(Stored items)

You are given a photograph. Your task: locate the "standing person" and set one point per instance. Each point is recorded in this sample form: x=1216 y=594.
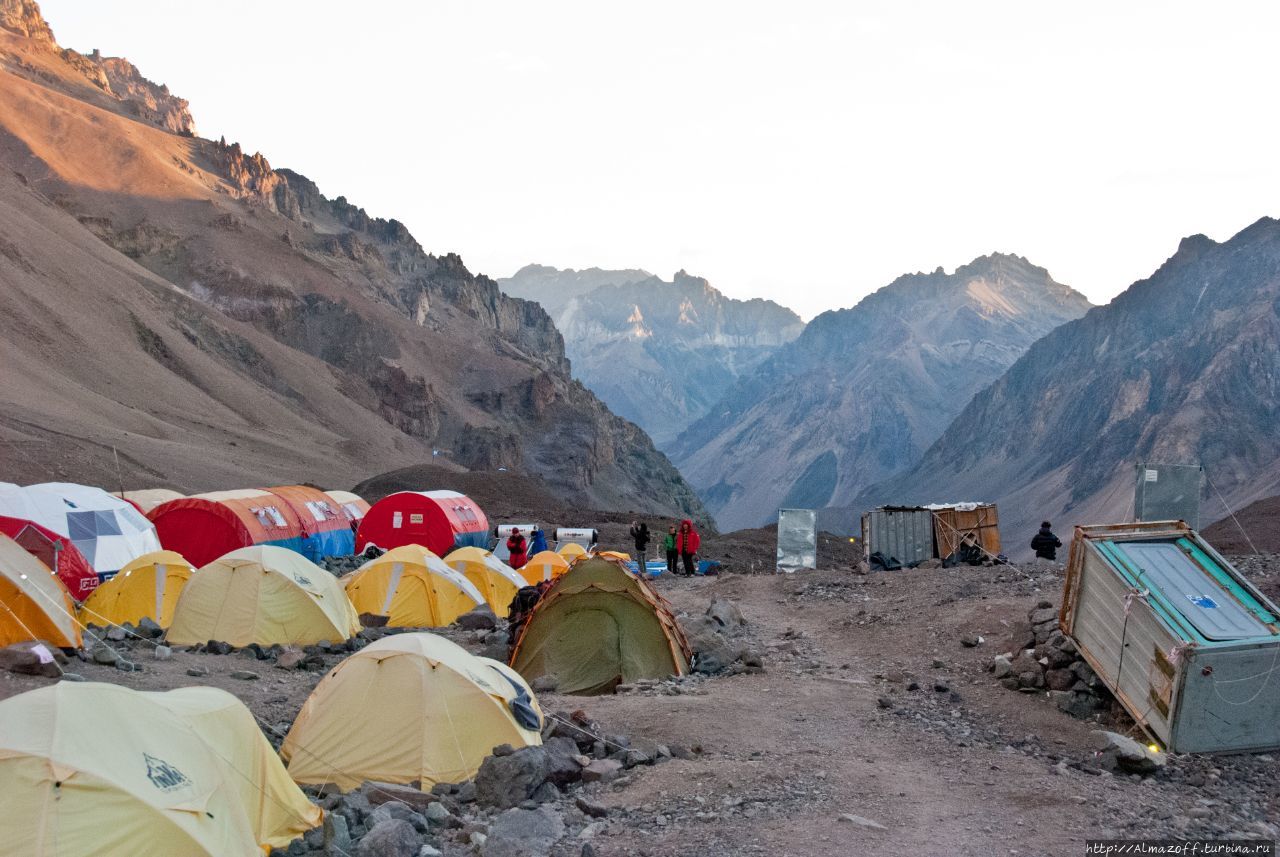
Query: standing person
x=688 y=542
x=536 y=541
x=1046 y=544
x=640 y=536
x=672 y=554
x=517 y=548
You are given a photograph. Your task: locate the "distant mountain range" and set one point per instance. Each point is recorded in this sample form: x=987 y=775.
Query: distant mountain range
x=222 y=324
x=1182 y=367
x=863 y=392
x=659 y=353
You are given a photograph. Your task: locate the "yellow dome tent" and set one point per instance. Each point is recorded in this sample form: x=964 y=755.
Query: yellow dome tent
x=92 y=769
x=497 y=581
x=571 y=550
x=597 y=627
x=149 y=586
x=265 y=595
x=544 y=566
x=412 y=587
x=410 y=707
x=33 y=603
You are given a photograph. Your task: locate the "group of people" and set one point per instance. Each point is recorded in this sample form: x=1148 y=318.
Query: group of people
x=681 y=545
x=522 y=549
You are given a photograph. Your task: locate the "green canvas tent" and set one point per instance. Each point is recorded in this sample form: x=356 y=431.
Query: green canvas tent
x=600 y=626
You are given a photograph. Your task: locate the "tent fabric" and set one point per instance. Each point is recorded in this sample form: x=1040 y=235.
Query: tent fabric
x=33 y=603
x=205 y=526
x=439 y=521
x=147 y=499
x=265 y=595
x=149 y=587
x=497 y=581
x=597 y=627
x=544 y=566
x=106 y=530
x=184 y=771
x=412 y=587
x=571 y=550
x=407 y=707
x=55 y=551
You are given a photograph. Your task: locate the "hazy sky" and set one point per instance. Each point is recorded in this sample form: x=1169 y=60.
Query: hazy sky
x=803 y=151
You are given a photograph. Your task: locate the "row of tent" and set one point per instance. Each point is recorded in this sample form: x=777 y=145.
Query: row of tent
x=188 y=771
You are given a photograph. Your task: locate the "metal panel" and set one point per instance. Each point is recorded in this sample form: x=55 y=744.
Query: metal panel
x=798 y=539
x=905 y=535
x=1169 y=493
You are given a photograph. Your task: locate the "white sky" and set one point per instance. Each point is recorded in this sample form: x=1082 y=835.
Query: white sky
x=803 y=151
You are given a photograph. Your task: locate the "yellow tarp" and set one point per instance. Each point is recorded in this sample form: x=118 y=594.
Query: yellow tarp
x=599 y=626
x=497 y=581
x=544 y=566
x=412 y=587
x=90 y=769
x=265 y=595
x=33 y=603
x=407 y=707
x=149 y=586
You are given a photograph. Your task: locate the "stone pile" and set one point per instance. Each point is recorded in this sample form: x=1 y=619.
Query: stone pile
x=521 y=803
x=1047 y=661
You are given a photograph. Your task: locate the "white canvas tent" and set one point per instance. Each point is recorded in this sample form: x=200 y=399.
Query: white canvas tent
x=109 y=531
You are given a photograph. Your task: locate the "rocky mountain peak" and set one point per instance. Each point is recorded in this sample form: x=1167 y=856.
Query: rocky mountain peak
x=23 y=18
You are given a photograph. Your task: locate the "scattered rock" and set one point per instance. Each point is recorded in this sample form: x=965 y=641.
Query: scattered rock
x=506 y=780
x=481 y=618
x=522 y=833
x=391 y=838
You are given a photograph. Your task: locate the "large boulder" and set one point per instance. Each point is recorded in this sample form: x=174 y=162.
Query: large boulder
x=1125 y=754
x=391 y=838
x=506 y=780
x=524 y=833
x=713 y=650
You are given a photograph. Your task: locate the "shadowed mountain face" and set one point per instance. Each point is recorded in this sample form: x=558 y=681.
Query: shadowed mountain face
x=659 y=353
x=863 y=392
x=223 y=324
x=1182 y=367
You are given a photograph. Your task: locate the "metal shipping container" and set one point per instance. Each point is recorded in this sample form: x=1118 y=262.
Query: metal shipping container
x=798 y=540
x=904 y=534
x=1185 y=644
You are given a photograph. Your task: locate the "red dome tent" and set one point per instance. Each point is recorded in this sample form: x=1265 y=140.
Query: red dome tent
x=438 y=521
x=206 y=526
x=55 y=551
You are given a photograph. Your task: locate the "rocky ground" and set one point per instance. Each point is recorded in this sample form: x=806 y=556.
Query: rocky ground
x=850 y=714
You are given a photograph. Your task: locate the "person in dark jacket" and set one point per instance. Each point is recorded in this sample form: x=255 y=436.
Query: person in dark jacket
x=519 y=549
x=640 y=536
x=1046 y=544
x=688 y=542
x=672 y=554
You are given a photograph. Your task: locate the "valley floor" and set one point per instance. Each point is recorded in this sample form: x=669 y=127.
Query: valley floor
x=872 y=731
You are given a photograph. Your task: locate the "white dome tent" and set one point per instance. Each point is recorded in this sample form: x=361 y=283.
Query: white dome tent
x=109 y=531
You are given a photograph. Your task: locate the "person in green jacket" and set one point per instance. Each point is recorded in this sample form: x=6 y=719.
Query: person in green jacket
x=672 y=554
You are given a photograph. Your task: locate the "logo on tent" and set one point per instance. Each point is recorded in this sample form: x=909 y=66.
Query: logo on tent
x=164 y=775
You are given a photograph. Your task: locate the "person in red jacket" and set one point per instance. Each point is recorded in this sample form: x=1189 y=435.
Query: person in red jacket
x=519 y=550
x=688 y=542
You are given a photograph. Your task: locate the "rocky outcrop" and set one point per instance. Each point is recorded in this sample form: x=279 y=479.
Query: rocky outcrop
x=302 y=335
x=659 y=353
x=1150 y=376
x=863 y=392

▸ REQUIRED ACTION
Set each line of the records down again exactly as it reads. Omit the pictures.

▸ RESPONSE
You are given a photograph. Your task: locate the "standing person" and set one point per instance. Each point is recorded in this sample form: x=1216 y=594.
Query: standing person
x=688 y=542
x=536 y=541
x=1046 y=544
x=640 y=536
x=672 y=554
x=517 y=548
You are given a photograph. Your task: locate the "distant mountain range" and set one point per instance. Each point is recorded in this sample form: x=987 y=775.
Query: distant mountain range
x=222 y=324
x=1182 y=367
x=863 y=392
x=659 y=353
You are given a photograph. Your task: locate the "yellow dome tent" and set one point per instance. Each point is recorded in this sample form: x=964 y=755.
Query: yellow dome tent
x=92 y=769
x=497 y=581
x=571 y=550
x=597 y=627
x=149 y=586
x=265 y=595
x=544 y=566
x=412 y=587
x=410 y=707
x=33 y=603
You are given a photograph. Your task: locate the "group of people" and set one point per instance. Each point is recorded in this sample form: x=1148 y=318.
Query: group of people
x=681 y=545
x=522 y=549
You are given a photograph. Your task: locate the "green canvas tent" and set one point per instance. Each point is recorded in this sample form: x=356 y=431.
Query: green canvas tent
x=600 y=626
You are given a photograph. Your task: locate the "tent fabric" and set one point per instance. Each point is recorded in this sample form: x=1040 y=235.
Query: tent fabric
x=33 y=603
x=205 y=526
x=439 y=521
x=147 y=499
x=265 y=595
x=149 y=587
x=497 y=581
x=597 y=627
x=544 y=566
x=106 y=530
x=184 y=771
x=412 y=587
x=571 y=550
x=407 y=707
x=55 y=551
You are given a photograph. Your task: locate the "hazy sky" and set one point per instance. Each point is recorded in this sample form: x=1169 y=60.
Query: hazy sky
x=803 y=151
You are given a photograph. Your task: locate the "row of tent" and set one point per instance. Each point is recorded in this sample form: x=777 y=145.
Query: row of tent
x=188 y=771
You are given a photograph. Your task: locate the "metal panel" and set one point per instance. Each point is recorded in this sample form: x=55 y=744.
Query: metal panel
x=798 y=539
x=905 y=535
x=1169 y=493
You are given a photograph. Your task: locate the "white sky" and set one point per instance. Each point is recorded in this sample form: x=1082 y=835.
Query: white sky
x=803 y=151
You are given a photograph. Your task: locate the "yellow tarp" and set one point per instance. Each point is recorded in this sample form: x=118 y=594.
Query: yellow tarp
x=599 y=626
x=497 y=581
x=544 y=566
x=412 y=587
x=90 y=769
x=265 y=595
x=33 y=603
x=407 y=707
x=149 y=586
You are given a photograph. Your task: locate the "stone pile" and set one point per instance. Each point is recorded in this sample form: x=1 y=619.
Query: stone pile
x=521 y=803
x=1047 y=661
You are given a photograph. Your task: locate the "white canvas tent" and set one point per instance. Each point is recorded in this sample form: x=200 y=399.
Query: white canvas tent
x=109 y=531
You are given a photograph. Your task: locate the "rocky mountain peak" and set one point per instance. Each point is recorded in this sample form: x=1167 y=856.
Query: rocky mountain peak
x=23 y=18
You are given a photograph. Your task: locate the "scattered rock" and set one point per instance. Each point is recorded in this sample form: x=965 y=641.
Query: scattered rock
x=506 y=780
x=481 y=618
x=522 y=833
x=391 y=838
You are given a photograph. Your task: locate the "large boulder" and set one point per instance. Each point is recorded in this sample form: x=174 y=162.
Query: large boulder
x=1125 y=754
x=391 y=838
x=506 y=780
x=524 y=833
x=713 y=650
You are given a photograph. Your task: locate the "shadowed mountain face" and set one point per instance. Each point is recorded in this sample form: x=558 y=681.
Query: shadowed mountain face
x=659 y=353
x=863 y=392
x=223 y=324
x=1182 y=367
You are given a photograph. Your task: locate the "metal shipping container" and set one point per instance. Each point is recorded in this sample form: x=1118 y=262.
Query: metal shipping container
x=798 y=540
x=904 y=534
x=1185 y=644
You are given a photograph. Your task: locate the "red dome tent" and set one point per instance. Each point is recorded in this sample form: x=1265 y=140.
Query: red dome tent
x=438 y=521
x=206 y=526
x=55 y=551
You are given a photograph. Your task: locate the "rocky ground" and set one point per instance. Each point is recorded in this sample form: x=806 y=556.
Query: rocky ground
x=850 y=714
You are given a photograph. Your task: locate the "person in dark jacket" and set one point per instance. Each point is recorded in this sample form: x=255 y=436.
Query: person in dark jacket
x=519 y=549
x=640 y=536
x=1046 y=544
x=688 y=542
x=672 y=554
You are given a photograph. Your task: locate the "valley floor" and set one point per instance. Each point is recorded in this sample form: x=669 y=127.
Query: valley floor
x=872 y=731
You are given a photograph. Your task: locate the "white dome tent" and set one point per instance. Each point is recorded in this sample form: x=361 y=283.
Query: white dome tent
x=109 y=531
You are given a photograph. Your task: locate the "person in green jacket" and set one point per instance. Each point is recorded in this sample form: x=6 y=719.
Query: person in green jacket
x=672 y=554
You are given a photograph. Your task: locate the "logo on tent" and set one point per instance. Each point is recorded in this sample form: x=909 y=66.
Query: logo on tent
x=164 y=775
You are given a photograph. Your task: locate the "person in red jacket" and set one point per instance. Each point is recorded in this sample form: x=1189 y=435.
Query: person in red jacket
x=519 y=550
x=688 y=542
You are given a photograph. Your task: locate the "rocky outcrop" and set one point per instance. Each point is recorded in this sample form: x=279 y=479.
Query: rocky outcrop
x=302 y=335
x=659 y=353
x=1150 y=376
x=863 y=392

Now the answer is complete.